> [Data shown]:
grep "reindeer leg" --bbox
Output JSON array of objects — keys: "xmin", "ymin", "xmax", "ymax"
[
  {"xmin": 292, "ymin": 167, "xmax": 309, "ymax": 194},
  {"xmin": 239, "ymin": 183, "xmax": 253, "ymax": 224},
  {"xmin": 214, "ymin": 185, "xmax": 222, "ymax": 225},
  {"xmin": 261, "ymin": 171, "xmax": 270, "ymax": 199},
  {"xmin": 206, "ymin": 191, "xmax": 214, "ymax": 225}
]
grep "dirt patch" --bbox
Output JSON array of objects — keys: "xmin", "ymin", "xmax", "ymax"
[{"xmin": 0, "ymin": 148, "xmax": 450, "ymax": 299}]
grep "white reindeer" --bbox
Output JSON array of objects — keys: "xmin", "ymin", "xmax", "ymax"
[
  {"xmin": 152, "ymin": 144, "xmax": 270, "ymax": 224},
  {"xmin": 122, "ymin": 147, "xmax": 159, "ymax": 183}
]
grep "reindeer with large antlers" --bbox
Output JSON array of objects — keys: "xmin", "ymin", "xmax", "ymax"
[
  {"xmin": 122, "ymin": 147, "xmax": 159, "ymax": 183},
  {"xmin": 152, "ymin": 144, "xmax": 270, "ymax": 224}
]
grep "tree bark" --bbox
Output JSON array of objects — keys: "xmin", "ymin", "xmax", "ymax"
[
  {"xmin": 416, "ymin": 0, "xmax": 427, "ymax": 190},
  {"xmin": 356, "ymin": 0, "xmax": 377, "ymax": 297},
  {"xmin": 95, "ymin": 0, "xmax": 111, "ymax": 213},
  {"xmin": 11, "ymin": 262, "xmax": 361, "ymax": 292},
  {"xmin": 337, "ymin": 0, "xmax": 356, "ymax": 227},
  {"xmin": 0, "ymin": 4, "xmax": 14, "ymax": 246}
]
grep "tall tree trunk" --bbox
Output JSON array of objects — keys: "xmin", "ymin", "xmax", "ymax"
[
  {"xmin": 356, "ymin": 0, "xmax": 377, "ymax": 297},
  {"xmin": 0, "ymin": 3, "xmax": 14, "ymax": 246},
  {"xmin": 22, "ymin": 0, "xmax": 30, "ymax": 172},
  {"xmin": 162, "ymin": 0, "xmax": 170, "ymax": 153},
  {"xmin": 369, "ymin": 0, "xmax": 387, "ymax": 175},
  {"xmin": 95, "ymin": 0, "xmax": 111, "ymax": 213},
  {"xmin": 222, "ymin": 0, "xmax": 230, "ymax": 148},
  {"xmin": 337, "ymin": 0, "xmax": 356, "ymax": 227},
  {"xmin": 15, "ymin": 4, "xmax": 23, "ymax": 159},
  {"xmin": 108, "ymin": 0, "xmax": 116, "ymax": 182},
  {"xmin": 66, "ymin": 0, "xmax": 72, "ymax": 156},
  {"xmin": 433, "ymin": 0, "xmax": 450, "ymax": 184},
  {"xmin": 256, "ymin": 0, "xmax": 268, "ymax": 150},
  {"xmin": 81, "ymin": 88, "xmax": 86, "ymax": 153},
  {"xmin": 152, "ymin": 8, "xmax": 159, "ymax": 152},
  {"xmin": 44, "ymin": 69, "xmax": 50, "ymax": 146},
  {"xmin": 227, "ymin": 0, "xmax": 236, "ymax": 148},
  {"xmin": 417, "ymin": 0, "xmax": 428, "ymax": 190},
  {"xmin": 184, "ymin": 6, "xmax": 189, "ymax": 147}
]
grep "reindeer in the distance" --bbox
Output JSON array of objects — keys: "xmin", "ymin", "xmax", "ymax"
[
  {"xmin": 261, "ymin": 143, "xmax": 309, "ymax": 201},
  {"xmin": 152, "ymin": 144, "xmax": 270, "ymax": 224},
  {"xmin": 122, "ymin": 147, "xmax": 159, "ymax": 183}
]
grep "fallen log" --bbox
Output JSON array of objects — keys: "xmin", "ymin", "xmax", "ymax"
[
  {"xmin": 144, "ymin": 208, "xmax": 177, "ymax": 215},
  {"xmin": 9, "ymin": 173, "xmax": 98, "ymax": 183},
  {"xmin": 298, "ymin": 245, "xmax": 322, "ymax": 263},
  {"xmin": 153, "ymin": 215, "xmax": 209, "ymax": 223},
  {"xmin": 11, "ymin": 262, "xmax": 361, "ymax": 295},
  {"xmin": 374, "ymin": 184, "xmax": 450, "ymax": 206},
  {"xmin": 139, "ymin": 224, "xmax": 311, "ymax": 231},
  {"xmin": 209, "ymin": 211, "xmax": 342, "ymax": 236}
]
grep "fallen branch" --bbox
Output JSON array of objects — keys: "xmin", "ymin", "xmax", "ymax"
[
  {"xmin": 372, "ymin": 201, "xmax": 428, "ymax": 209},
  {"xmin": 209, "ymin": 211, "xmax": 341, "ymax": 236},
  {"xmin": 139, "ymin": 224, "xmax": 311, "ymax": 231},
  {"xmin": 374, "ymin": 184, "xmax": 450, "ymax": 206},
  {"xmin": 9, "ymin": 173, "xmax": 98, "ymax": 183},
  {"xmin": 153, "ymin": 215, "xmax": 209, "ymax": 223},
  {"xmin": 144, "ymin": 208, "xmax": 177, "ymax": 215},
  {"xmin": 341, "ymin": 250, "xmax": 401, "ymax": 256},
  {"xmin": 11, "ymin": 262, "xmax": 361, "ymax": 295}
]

> [Instructions for the task]: Please show every line in the rows above that contains the string "bbox", copied in full.

> [Response for this exercise]:
grep "reindeer leg" --bbox
grep "dirt patch" --bbox
grep "white reindeer" --bbox
grep "reindeer with large antlers" --bbox
grep "tree bark" --bbox
grep "tall tree trunk" --bbox
grep "reindeer in the distance" --bbox
grep "fallen log" --bbox
grep "fallen branch" --bbox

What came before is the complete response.